**ABOUT THIS TASK**
For this exercise, retype every record below exactly and keep the pictures out.
── DATA FOR REVIEW ──
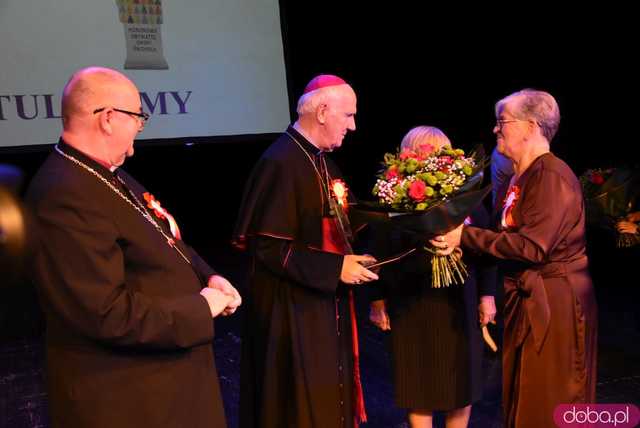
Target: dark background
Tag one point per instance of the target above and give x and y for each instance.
(430, 66)
(427, 66)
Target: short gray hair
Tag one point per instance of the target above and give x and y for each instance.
(310, 101)
(531, 104)
(421, 135)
───
**RESULT OF THE EXERCISE**
Target: dark background
Tag one point per instance of the target above and give x and y for each instance.
(430, 66)
(427, 66)
Target: short gray hair
Tag one point per instance of the target above and give x and y for each instance.
(310, 101)
(531, 104)
(421, 135)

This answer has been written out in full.